**What is asked:** Please rewrite the items below, replacing every "stadium" with "ballpark" and changing nothing else. Leave the pictures out of your answer.

**Information supplied:**
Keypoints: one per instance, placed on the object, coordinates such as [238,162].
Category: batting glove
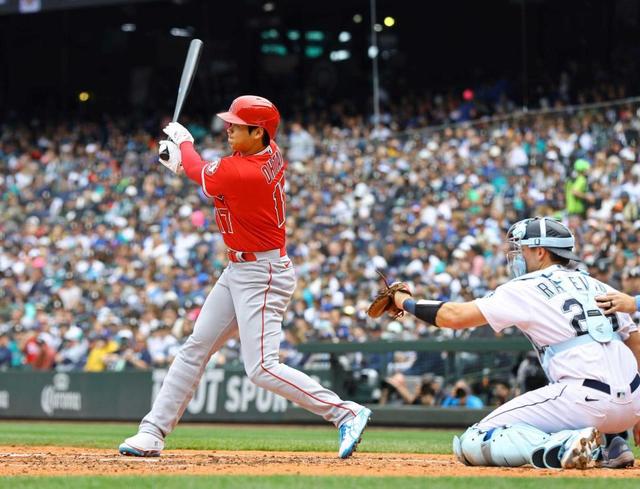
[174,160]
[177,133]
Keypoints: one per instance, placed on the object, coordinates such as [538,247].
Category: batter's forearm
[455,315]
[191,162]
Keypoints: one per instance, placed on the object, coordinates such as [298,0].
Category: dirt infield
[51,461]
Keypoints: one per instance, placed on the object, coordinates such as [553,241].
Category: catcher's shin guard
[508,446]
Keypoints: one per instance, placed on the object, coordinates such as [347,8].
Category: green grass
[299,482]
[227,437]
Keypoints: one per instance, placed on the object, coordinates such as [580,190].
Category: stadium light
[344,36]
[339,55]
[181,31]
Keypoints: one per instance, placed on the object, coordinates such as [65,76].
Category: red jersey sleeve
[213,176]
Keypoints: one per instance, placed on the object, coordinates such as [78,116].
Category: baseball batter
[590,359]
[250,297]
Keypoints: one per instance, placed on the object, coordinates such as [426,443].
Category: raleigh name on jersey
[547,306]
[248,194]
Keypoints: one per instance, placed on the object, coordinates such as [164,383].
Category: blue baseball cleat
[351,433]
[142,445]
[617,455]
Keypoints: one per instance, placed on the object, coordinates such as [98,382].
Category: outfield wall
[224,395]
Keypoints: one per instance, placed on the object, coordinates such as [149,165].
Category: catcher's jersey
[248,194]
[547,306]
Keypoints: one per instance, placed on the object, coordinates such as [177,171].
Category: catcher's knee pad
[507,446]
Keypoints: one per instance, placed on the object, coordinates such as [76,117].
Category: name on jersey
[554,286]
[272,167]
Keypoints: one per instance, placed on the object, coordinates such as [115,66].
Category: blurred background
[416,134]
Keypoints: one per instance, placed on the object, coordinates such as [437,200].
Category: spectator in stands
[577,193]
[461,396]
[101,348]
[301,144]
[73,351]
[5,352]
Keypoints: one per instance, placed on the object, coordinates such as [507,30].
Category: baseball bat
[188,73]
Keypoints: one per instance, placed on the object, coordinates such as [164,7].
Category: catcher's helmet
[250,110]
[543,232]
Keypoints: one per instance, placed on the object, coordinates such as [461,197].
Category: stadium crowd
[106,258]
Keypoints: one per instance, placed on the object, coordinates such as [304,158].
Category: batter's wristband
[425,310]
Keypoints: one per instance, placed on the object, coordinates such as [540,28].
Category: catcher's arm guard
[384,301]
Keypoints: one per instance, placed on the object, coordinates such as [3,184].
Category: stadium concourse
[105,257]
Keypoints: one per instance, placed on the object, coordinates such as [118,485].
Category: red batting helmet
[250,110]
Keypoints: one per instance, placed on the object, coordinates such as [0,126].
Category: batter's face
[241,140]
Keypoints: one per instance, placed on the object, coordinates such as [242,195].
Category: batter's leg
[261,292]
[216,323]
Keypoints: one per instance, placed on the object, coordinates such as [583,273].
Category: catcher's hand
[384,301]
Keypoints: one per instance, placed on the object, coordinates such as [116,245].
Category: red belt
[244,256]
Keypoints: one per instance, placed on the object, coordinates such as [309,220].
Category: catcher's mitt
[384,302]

**Response below:**
Keypoints: one per instance, placed on the object, coordinates such as [238,162].
Category: batting glove
[174,160]
[177,133]
Keypoints: one per instance, placed on the object, coordinates such as [538,247].
Category: batter's forearm
[455,315]
[191,162]
Keypoints: one per instance, placed on the object, coordinates such as [298,0].
Category: dirt infield
[51,461]
Keypoints: one per instance, placed on the object, coordinates such as [553,241].
Category: catcher's shin guard
[508,446]
Keypoints: one per instance, placed on the object, coordinates such as [347,8].
Category: green grass
[299,482]
[227,437]
Keypoints: one per instance, placed on the object, coordinates such as [580,190].
Category: ballpark light
[344,36]
[339,55]
[181,31]
Keypoints: one per instance, placed on the object, coordinates such as [65,76].
Category: red jersey sleeve
[213,176]
Keypoints: one per instance, placed on the object, coordinates such as [78,116].
Category: baseball batter
[590,359]
[250,297]
Keypoints: one per instance, placed on the object, coordinates such as [426,443].
Category: raleigh name on jersey
[547,306]
[248,194]
Keypoints: one per instance, placed on the object, coordinates such as [164,383].
Category: blue baseball cleat
[351,433]
[142,445]
[617,455]
Keypoints: one per instance, placed on the object, coordinates such as [98,382].
Category: outfield wall
[224,395]
Keypoints: one per instance, placed on the object, coordinates such as [149,165].
Category: catcher's jersey
[248,194]
[547,306]
Keypoints: one per instance, placed on the object, coordinates such as [177,171].
Category: catcher's knee pad
[507,446]
Keypoints: one per instance, placed on the object, coordinates such as [76,117].
Category: name on jersey
[554,286]
[272,167]
Keypoints: one per instance, placed on the object, coordinates such as [115,66].
Category: blurred background
[416,134]
Keypoints: one per instance, placed on the object, coordinates such as [437,200].
Category: spectator in stands
[577,193]
[461,396]
[101,348]
[301,144]
[73,351]
[5,352]
Keypoints: one per instance, placed on the object, coordinates such as [507,30].
Category: baseball bat
[188,73]
Keypoints: one per instance, placed on the object, coordinates such as [164,7].
Category: catcher's helmet
[250,110]
[543,232]
Keypoints: one per instance, placed on the object, coordinates such as [461,197].
Category: ballpark crowd
[106,258]
Keypoints: one per instance, placed on the object, coordinates such as [304,158].
Category: batter's wristband
[425,310]
Keypoints: one per instance, placed on the object, coordinates such as [540,28].
Category: catcher's arm guard
[384,301]
Keypoints: one per instance, placed on the object, coordinates such as [3,184].
Category: ballpark concourse
[105,257]
Keypoints: one per instance, placed on the object, coordinates such as [118,485].
Category: red batting helmet
[250,110]
Keypoints: one per instance, placed on the object, coordinates such as [0,126].
Category: batter's face
[241,140]
Keypoints: one per instance, placed on the object, coordinates such as [242,195].
Category: batter's leg
[261,292]
[216,323]
Keypoints: one per instance, placed on the object, coordinates such as [583,273].
Category: catcher's hand
[384,301]
Keypoints: one per instance, placed on the object, coordinates such as [116,245].
Category: red belt
[244,256]
Keypoints: one per instance, placed on the object, coordinates such as [309,220].
Category: catcher's mitt
[384,302]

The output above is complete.